When AI writes the software, who verifies it?
Scale and Nature of the Verification Problem
- Many argue AI massively accelerates code generation but not verification, turning review and testing into the new bottleneck.
- AI shifts errors from obvious syntax issues to subtle design, security, and invariant violations that casual review misses.
- Some see this as exposing a long‑standing truth: most teams already verified poorly; AI just makes the deficit visible.
Tests, Specifications, and Formal Methods
- Strong camp: formal verification (Lean, Dafny, Verus, TLA+, etc.) is the only sustainable answer as AI output scales.
- Counterpoint: formal methods don’t solve “are we proving the right thing?” and specs themselves are hard, often as complex as implementation.
- Concern that AI will generate tests that merely mirror its own code, not business logic; tests can become cargo cult artifacts (e.g., 100% coverage via meaningless AI‑written tests).
- Some suggest contracts and machine‑readable specs (OpenAPI, schemas, refinement types) as more robust anchors than tests alone.

**WRITTEN INSTRUCTION 1**
Answer these about the summary on verifying AI-written software:
(a) What activity do many say AI speeds up a great deal, while verification does not keep pace?
(b) Which formal verification tools are named?
(c) What examples of contracts and machine-readable specs are listed?

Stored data
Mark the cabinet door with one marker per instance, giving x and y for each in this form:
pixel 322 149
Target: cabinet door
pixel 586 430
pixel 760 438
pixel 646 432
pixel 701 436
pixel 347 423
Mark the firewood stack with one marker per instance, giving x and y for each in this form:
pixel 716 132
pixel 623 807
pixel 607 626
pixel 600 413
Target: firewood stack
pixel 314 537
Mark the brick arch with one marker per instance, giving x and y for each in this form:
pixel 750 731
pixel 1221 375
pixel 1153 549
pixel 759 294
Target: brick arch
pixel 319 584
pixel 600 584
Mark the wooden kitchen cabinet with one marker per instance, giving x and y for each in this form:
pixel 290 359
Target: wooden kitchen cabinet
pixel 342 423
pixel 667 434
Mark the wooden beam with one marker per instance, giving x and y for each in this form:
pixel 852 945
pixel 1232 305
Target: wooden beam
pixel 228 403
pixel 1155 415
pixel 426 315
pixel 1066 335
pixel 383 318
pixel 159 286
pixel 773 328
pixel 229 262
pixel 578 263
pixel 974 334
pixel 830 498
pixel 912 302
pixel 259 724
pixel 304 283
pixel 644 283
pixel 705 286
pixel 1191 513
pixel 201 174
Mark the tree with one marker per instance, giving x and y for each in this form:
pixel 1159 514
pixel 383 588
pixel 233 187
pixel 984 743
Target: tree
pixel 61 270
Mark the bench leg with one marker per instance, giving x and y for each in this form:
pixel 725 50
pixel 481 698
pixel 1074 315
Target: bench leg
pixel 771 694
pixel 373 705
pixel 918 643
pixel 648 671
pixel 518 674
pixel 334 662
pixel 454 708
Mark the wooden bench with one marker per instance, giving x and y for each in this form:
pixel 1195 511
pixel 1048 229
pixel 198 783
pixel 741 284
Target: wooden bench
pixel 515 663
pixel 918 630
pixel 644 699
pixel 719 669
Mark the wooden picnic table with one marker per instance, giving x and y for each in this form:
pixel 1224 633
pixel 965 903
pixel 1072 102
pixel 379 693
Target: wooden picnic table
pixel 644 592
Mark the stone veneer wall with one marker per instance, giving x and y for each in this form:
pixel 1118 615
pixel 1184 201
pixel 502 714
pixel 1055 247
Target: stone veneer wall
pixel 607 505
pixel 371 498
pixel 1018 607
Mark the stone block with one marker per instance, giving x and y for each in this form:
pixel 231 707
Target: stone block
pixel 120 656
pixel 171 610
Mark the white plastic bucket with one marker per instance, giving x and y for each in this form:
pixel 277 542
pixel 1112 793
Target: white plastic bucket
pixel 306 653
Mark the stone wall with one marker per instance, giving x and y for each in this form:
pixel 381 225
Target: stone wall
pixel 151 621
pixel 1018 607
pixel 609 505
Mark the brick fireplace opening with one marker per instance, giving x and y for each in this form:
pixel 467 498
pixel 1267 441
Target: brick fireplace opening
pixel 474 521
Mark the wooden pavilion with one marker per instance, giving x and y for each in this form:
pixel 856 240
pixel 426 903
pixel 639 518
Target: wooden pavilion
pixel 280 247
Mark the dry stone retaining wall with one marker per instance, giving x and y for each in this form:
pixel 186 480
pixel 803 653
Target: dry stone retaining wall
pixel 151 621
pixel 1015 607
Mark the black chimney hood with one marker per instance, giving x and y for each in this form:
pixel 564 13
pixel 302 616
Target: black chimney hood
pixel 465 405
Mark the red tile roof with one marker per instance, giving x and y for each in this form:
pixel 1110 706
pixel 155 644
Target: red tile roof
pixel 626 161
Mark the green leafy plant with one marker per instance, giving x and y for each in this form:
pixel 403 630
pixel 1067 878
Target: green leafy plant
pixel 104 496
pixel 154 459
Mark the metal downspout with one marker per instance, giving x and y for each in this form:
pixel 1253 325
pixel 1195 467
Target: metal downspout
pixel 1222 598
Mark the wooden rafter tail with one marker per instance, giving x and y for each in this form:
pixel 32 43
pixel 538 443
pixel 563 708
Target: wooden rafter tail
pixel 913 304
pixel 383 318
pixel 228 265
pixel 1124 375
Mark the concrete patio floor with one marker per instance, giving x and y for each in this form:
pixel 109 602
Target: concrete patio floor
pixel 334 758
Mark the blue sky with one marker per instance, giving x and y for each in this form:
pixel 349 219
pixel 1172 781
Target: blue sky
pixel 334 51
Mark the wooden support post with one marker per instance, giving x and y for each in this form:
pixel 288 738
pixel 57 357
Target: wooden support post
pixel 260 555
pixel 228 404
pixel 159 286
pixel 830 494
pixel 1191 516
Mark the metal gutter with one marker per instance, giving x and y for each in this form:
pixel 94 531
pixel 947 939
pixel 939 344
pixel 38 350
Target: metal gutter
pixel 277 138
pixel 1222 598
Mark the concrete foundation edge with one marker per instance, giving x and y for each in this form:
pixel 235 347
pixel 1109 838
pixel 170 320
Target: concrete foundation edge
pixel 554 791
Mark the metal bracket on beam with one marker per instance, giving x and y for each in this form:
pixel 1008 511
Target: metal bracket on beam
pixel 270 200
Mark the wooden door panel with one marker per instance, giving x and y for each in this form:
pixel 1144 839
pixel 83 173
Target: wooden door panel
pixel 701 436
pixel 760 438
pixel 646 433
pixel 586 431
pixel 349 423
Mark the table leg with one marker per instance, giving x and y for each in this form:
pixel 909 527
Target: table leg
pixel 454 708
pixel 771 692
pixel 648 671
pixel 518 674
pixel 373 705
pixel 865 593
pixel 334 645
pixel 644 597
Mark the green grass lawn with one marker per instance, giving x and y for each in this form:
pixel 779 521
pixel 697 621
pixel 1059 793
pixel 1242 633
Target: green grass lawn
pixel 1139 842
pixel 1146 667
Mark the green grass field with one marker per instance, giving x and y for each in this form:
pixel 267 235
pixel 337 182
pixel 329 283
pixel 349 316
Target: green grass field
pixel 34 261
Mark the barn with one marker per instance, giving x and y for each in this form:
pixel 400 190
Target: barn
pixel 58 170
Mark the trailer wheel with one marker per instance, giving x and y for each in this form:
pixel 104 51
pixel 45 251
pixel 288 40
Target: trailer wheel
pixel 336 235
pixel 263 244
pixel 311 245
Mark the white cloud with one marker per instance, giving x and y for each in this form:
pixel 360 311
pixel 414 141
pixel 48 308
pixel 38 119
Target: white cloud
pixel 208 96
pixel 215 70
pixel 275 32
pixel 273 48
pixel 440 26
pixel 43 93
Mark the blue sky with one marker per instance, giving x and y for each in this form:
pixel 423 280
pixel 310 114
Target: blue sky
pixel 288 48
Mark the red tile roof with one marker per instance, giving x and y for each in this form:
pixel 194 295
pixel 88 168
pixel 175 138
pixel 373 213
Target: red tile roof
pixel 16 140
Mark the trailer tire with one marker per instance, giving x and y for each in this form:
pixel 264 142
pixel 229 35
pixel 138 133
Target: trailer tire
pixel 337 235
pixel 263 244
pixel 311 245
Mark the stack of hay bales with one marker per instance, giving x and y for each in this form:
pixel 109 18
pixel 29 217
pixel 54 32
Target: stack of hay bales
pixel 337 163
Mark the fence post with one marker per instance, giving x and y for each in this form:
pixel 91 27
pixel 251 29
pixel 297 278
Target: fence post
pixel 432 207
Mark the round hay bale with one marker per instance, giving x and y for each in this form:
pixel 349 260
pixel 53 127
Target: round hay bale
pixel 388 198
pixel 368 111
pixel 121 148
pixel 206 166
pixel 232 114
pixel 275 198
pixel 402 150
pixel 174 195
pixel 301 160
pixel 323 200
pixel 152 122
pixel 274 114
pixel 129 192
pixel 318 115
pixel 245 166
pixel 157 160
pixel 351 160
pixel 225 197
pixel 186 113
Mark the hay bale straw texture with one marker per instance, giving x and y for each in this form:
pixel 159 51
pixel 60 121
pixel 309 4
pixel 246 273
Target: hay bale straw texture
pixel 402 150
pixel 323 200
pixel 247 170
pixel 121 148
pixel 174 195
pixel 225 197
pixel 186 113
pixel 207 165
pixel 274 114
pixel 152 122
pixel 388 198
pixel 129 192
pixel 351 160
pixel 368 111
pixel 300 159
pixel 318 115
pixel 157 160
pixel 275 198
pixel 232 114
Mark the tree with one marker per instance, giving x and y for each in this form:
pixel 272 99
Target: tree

**WRITTEN INSTRUCTION 2**
Quote the rows from their very first line through the line containing "pixel 61 270", with both of those lines included.

**TASK ANSWER 1**
(a) Code generation
(b) Lean, Dafny, Verus, and TLA+
(c) OpenAPI, schemas, and refinement types

**TASK ANSWER 2**
Mark the cabinet door with one marker per instance, giving x and y for each in this form:
pixel 322 149
Target: cabinet door
pixel 586 430
pixel 760 438
pixel 646 432
pixel 701 436
pixel 347 423
Mark the firewood stack with one marker per instance, giving x and y for each in this form:
pixel 716 132
pixel 623 807
pixel 607 626
pixel 600 413
Target: firewood stack
pixel 314 537
Mark the brick arch with one marker per instance, giving x and y for each in this form:
pixel 750 731
pixel 1221 375
pixel 1153 549
pixel 759 294
Target: brick arch
pixel 319 584
pixel 600 584
Mark the wooden kitchen cabinet with one marker per instance, giving x and y for each in this form:
pixel 290 359
Target: wooden kitchen cabinet
pixel 342 423
pixel 667 434
Mark the wooden beam with one marker per instance, giving x and y for each in this form:
pixel 852 945
pixel 1232 305
Target: wooden beam
pixel 228 403
pixel 1155 415
pixel 426 315
pixel 1066 335
pixel 383 318
pixel 159 286
pixel 773 328
pixel 229 262
pixel 578 263
pixel 974 334
pixel 830 498
pixel 912 302
pixel 259 724
pixel 304 283
pixel 644 283
pixel 705 286
pixel 1191 513
pixel 201 174
Mark the tree with one marker per instance, giving x and y for each in this form:
pixel 1159 514
pixel 383 588
pixel 233 187
pixel 984 743
Target: tree
pixel 61 270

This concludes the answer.